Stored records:
◆ ◆ ◆ ◆ ◆ ◆ ◆

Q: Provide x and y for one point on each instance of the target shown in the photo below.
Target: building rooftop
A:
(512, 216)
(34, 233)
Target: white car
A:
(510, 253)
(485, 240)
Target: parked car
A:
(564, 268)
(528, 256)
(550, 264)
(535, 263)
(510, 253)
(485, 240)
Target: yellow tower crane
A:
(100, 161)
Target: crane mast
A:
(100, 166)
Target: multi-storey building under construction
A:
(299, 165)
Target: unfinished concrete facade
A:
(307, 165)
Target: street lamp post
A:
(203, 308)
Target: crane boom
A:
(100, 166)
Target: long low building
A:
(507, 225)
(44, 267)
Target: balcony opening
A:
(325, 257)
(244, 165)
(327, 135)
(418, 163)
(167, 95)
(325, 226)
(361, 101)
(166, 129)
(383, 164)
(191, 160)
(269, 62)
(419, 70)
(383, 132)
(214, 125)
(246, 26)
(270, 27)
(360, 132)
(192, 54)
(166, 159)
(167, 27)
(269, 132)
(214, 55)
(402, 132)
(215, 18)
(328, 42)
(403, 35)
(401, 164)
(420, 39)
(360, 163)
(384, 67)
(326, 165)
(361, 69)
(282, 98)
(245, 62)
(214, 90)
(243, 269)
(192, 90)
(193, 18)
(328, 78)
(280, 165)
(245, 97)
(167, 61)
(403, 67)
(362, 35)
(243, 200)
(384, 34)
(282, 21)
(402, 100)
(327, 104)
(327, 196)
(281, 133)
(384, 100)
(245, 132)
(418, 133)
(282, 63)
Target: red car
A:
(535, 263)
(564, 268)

◆ ◆ ◆ ◆ ◆ ◆ ◆

→ **Exercise instructions**
Reproduce exactly the lines above from the line with "Target: crane mast" to the line with "Target: balcony opening", including both, and add nothing.

→ **Answer for the task**
Target: crane mast
A:
(100, 166)
Target: multi-storey building under construction
A:
(299, 165)
Target: unfinished concrete facade
A:
(307, 165)
Target: street lamp post
A:
(203, 308)
Target: crane boom
A:
(100, 166)
Target: long low building
A:
(507, 225)
(44, 267)
Target: balcony opening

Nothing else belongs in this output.